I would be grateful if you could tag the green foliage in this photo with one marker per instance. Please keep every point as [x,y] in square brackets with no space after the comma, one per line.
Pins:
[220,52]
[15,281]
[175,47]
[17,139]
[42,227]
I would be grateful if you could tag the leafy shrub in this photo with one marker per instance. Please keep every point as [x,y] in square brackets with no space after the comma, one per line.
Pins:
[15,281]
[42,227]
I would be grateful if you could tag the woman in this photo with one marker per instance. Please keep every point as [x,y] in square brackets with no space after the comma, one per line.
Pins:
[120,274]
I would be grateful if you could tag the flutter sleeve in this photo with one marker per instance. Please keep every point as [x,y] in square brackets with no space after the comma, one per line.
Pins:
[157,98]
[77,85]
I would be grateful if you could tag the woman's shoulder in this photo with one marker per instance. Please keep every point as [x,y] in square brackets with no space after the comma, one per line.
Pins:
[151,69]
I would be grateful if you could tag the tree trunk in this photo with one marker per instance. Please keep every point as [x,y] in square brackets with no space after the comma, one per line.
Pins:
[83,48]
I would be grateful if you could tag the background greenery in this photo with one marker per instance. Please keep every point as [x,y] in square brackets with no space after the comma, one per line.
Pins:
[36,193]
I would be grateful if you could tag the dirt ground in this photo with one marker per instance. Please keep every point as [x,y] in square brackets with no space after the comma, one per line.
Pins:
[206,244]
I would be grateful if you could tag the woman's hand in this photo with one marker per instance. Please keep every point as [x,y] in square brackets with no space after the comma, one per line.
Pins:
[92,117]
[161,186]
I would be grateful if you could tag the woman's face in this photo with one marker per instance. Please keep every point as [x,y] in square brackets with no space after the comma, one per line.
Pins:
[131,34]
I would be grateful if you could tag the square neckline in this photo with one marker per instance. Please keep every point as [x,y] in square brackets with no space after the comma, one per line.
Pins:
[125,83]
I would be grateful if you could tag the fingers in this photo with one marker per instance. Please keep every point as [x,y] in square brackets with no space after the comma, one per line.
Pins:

------------------------------------------------

Reproduce every one of the rows above line for line, without altering a single character.

I would be grateful if you could tag the green foliage in this photo with one marker per instance. Please keep every point as [x,y] in square brackets with no space after the comma, one per line.
Pins:
[220,52]
[15,281]
[175,47]
[17,139]
[42,227]
I would be grateful if you could tag the leafy shrub in this photo with one marker per instance. Please keep every point as [x,y] in square brackets with no space after the comma, one per line.
Pins:
[15,281]
[42,227]
I would be grateful if you could tag the woman in this photo with one marker per instance. Please keep every point as [x,y] in square brackets with no space after the comma, one per line.
Pins:
[120,274]
I would be grateful if you could tag the flutter sleeve in this photo with one marker per instance. Please keep every point as [x,y] in square brackets with no space after the comma, one per line.
Pins:
[157,98]
[77,85]
I would be grateful if you could tag the woman's shoulder in this photo with one marker per instance. Please keep every point as [x,y] in square brackets with no space after the comma, one per line.
Pins:
[151,69]
I would be grateful if you could tag the tree trunk in this photo with one marker per instance. Please keep every point as [x,y] in square brackets with no space after the comma, one per line.
Pins:
[83,48]
I would be grateful if you could tag the background greenery in this photo with one marker per instance. Please keep every point as [x,y] in square brackets with no space after the comma, one per line.
Pins:
[36,193]
I would be grateful if you could tag the dirt ground in this photo with one marker per instance. Please keep every point as [x,y] in square brackets with no space after the comma, one per line.
Pins:
[206,244]
I would be grateful if you could tag the woman's hand in this photo with one marker per instance. Please keep every point as [x,y] in square brackets with no space after the comma, one per line.
Pins:
[92,117]
[161,186]
I would be grateful if you could tag the woman's face in this photo with one marker per instance. Please keep every point as [x,y] in square brackets with no space after the comma, one per line.
Pins:
[131,34]
I would be grateful if you could tag the square neckline in this photo with one marker per instance. Please keep every point as [x,y] in square brackets with no space after the comma, one per line.
Pins:
[125,83]
I would be grateful if you could tag the fingers in this photo with one marker per instance. Please keep every point as [x,y] in square brackets with no space after the comma, one per line.
Pins:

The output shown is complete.